● **WHAT IS NEEDED**
A single number is the whole answer: the tally of lines in the data below that include the word "puddle".

● **ENTRIES PROVIDED**
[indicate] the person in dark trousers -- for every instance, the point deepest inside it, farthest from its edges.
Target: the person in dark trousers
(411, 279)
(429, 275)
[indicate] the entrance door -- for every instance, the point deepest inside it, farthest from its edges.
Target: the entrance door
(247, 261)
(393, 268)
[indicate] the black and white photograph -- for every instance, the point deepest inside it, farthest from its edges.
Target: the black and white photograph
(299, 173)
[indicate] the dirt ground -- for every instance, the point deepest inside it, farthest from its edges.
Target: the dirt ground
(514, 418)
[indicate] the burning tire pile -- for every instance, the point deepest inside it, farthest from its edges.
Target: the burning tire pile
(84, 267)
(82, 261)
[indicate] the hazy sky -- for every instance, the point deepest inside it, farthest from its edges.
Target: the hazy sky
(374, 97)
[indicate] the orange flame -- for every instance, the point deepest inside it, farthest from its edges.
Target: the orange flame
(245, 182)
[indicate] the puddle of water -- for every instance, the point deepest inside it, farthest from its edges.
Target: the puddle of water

● **ANSWER SECTION**
2